> **Task**:
Set out the records again, keeping every word as it is.

> **Extracted entries**:
------------------------------

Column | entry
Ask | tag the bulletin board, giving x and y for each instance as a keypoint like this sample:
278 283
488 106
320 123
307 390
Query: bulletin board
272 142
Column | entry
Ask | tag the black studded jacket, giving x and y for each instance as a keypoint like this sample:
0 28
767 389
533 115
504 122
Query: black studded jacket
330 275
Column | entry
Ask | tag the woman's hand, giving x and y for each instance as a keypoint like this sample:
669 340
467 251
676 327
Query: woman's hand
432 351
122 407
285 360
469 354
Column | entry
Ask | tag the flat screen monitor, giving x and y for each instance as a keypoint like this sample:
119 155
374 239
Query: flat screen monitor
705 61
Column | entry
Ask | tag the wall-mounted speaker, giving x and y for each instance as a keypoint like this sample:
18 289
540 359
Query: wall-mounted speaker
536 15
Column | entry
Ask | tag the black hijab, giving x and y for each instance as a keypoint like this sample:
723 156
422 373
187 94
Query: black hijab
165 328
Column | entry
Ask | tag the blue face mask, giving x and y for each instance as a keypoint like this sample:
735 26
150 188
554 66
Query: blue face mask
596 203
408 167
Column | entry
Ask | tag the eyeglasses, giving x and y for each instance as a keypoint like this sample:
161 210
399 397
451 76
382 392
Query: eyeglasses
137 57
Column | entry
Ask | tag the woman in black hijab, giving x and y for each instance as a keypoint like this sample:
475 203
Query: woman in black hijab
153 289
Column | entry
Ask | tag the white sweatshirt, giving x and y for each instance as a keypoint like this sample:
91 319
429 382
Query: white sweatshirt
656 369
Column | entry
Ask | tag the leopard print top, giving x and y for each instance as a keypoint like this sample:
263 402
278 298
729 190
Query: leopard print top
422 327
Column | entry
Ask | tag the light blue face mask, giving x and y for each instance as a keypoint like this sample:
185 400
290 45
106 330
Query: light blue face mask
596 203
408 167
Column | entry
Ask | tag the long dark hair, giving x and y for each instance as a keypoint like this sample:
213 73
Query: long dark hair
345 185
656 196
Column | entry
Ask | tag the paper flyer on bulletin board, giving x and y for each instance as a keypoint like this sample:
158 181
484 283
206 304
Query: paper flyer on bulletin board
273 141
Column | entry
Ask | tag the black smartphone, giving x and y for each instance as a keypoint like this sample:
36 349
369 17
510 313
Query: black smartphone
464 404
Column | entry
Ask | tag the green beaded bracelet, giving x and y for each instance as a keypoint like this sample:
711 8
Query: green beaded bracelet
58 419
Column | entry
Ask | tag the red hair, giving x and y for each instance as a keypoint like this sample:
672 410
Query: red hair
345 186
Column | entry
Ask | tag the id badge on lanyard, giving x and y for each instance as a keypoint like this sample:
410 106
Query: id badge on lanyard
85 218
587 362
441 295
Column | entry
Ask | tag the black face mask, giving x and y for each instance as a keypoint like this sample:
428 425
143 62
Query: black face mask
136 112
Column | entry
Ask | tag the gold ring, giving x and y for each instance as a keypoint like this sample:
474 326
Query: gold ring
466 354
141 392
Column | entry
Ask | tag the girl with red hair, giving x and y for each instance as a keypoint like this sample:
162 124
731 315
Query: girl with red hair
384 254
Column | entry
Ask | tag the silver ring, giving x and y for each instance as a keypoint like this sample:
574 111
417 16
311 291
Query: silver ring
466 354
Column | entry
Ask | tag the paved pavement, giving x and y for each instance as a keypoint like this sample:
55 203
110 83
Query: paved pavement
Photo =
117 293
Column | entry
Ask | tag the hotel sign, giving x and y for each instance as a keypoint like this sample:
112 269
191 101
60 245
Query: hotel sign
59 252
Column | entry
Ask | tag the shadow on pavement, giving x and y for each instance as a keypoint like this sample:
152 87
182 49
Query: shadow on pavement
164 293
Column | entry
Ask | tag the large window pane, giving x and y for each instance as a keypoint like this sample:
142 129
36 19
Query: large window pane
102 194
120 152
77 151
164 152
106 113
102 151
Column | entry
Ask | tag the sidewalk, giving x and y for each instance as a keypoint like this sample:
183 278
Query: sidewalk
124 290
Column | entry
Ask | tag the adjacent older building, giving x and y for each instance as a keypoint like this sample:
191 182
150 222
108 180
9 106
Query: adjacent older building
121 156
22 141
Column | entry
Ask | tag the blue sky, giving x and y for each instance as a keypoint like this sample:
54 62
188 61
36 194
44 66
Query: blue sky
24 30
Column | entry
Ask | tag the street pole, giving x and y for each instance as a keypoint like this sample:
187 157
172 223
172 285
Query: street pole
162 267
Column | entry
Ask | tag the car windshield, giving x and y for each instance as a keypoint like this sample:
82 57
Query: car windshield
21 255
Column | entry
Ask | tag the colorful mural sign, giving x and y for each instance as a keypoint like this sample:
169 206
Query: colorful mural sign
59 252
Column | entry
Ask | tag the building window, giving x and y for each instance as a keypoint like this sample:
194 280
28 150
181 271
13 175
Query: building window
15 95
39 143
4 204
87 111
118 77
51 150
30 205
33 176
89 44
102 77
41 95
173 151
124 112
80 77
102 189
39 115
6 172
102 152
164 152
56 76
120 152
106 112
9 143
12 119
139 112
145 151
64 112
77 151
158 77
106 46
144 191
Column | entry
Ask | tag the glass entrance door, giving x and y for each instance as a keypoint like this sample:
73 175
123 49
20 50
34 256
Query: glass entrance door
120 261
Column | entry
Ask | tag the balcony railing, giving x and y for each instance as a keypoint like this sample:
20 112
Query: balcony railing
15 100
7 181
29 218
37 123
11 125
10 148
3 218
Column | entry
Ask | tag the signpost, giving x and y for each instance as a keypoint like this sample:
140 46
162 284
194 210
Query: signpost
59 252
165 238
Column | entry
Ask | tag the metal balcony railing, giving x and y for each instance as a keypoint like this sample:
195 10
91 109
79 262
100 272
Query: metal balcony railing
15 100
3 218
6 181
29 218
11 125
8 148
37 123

------------------------------

> **Answer area**:
Column | entry
Ask | tag the bulletin board, giving x and y for each instance as a keypoint like this sample:
278 283
488 106
320 123
307 390
Query: bulletin board
272 142
Column | entry
Ask | tag the black studded jacket, giving x and y for each instance as a keypoint like this sample:
0 28
767 389
533 115
504 122
Query: black studded jacket
330 275
Column | entry
Ask | tag the woman's hand, giving x and y for each instance as a keypoint like this sample:
669 340
467 251
676 327
Query: woman's hand
432 351
122 407
285 360
469 354
Column | entry
Ask | tag the flat screen monitor, giving x and y for each instance as a keypoint like this sample:
119 155
374 239
Query: flat screen monitor
705 61
Column | entry
Ask | tag the wall-mounted speaker, giving x and y for each instance as a keypoint like this sample:
18 289
540 359
Query: wall-mounted speaker
536 15
Column | entry
Ask | tag the black hijab, giving x and y for each instance as a keypoint like this sample:
723 156
422 373
187 94
Query: black hijab
165 328
Column | entry
Ask | tag the blue face mask, giving x and y for each instance as a keypoint like this sample:
735 26
150 188
554 66
Query: blue face mask
596 203
408 167
Column | entry
Ask | tag the eyeglasses, giving x and y for each instance as a keypoint like this sample:
161 210
399 397
451 76
382 392
Query: eyeglasses
137 57
Column | entry
Ask | tag the woman in black hijab, giving x and y for each instance as a keypoint like this sample:
475 203
Query: woman in black hijab
153 289
Column | entry
Ask | tag the white sweatshirt, giving x and y for each instance as a keypoint like this sample:
91 319
429 382
Query: white sweatshirt
656 369
Column | entry
Ask | tag the leopard print top, giving x and y for each instance as a keypoint like this sample:
263 402
278 298
729 190
Query: leopard print top
422 327
Column | entry
Ask | tag the light blue face mask, giving x and y for each instance as a keypoint like this sample:
185 400
290 45
106 330
Query: light blue face mask
596 203
408 167
Column | entry
Ask | tag the long dark hair, giving x and y for each instance as a keypoint like this sample:
213 73
Query: long dark hair
345 185
656 196
Column | entry
Ask | tag the paper flyer on bulletin board, giving x and y for each instance as a keypoint like this sample:
158 181
484 283
206 304
Query: paper flyer on bulletin board
273 141
Column | entry
Ask | tag the black smartphone, giving x and y for each instance as a keypoint like this sample:
36 349
369 17
510 313
Query: black smartphone
464 404
Column | entry
Ask | tag the green beaded bracelet, giving x and y for each instance as a keypoint like this sample:
711 8
Query: green beaded bracelet
58 419
Column | entry
Ask | tag the red hair, giving x and y for each instance as a keypoint like this sample:
672 410
Query: red hair
345 186
Column | entry
Ask | tag the id badge on lanyard, giving x and y for each instance as a keypoint like this sample:
410 106
Query: id badge on lanyard
85 218
587 362
441 295
Column | entry
Ask | tag the black face mask, giving x and y for each instance as a keypoint like this sample:
428 425
143 62
Query: black face mask
136 112
Column | entry
Ask | tag the gold ring, giving x and y for each instance as a keypoint like this sample:
474 326
Query: gold ring
466 354
141 392
Column | entry
Ask | tag the girl with red hair, giving x and y for each instance as a keypoint like this sample:
162 124
731 315
Query: girl with red hair
384 254
Column | entry
Ask | tag the silver ring, giving x and y for each instance as a keypoint like this sample:
574 111
417 16
311 291
Query: silver ring
466 354
Column | entry
Ask | tag the paved pavement, giving x and y for each instance as a keypoint like this sample:
55 203
110 83
Query: paved pavement
Photo =
117 293
Column | entry
Ask | tag the hotel sign, giving x and y for each instance as a keypoint like this sample:
112 269
191 101
60 245
Query: hotel sign
59 252
Column | entry
Ask | tag the shadow on pavement, giving x and y for each instance as a keypoint like this sample:
152 87
182 49
Query: shadow on pavement
164 293
Column | entry
Ask | tag the large window pane, giving x and y for each instance as a keypoint like this sample:
142 129
36 19
Query: large window pane
102 194
120 152
77 151
164 152
106 113
102 151
Column | entry
Ask | tag the sidewalk, giving x and y for each instance as a keypoint like this sample:
183 278
Query: sidewalk
124 290
Column | entry
Ask | tag the adjacent older building, giving x and y for each instance as a keypoint like this sample:
191 182
150 222
108 180
9 106
Query: adjacent older building
121 156
22 141
Column | entry
Ask | tag the blue sky, giving x and y for each instance as a keypoint like this sample:
54 62
188 61
36 194
44 66
Query: blue sky
24 30
Column | entry
Ask | tag the street pole, giving x and y for each instance as a keypoint like this sample:
187 157
172 223
172 285
Query: street pole
162 267
Column | entry
Ask | tag the car windshield, giving x and y for each instance as a keypoint like this sample:
82 57
Query: car windshield
21 255
Column | entry
Ask | tag the colorful mural sign, giving x and y for each instance as a keypoint like this sample:
169 206
Query: colorful mural sign
59 252
Column | entry
Ask | tag the building window, giving x and y for each instance as a keypoint like this sample:
194 280
28 150
181 271
13 175
Query: building window
15 95
39 143
4 204
87 111
118 77
51 150
30 205
33 176
89 44
102 77
41 95
173 151
124 112
80 77
102 189
39 115
6 172
102 152
164 152
56 76
120 152
106 112
9 143
12 119
139 112
145 151
64 112
77 151
158 77
106 46
144 191
Column | entry
Ask | tag the glass entrance door, giving x and y for each instance as a keypoint like this sample:
73 175
123 49
20 50
34 256
Query: glass entrance door
120 261
Column | entry
Ask | tag the balcony railing, giving x and y for each instance as a keypoint like this sample:
20 112
Query: balcony railing
15 100
7 181
29 218
37 123
11 125
10 148
3 218
Column | entry
Ask | tag the signpost, giving x and y for each instance as a keypoint like this sample:
140 46
162 284
194 210
Query: signpost
59 252
165 238
Column | entry
Ask | tag the metal balcony railing, giving x and y for each instance as a keypoint like this sample:
195 10
91 109
79 262
100 272
Query: metal balcony railing
15 100
3 218
6 181
29 218
11 125
8 148
37 123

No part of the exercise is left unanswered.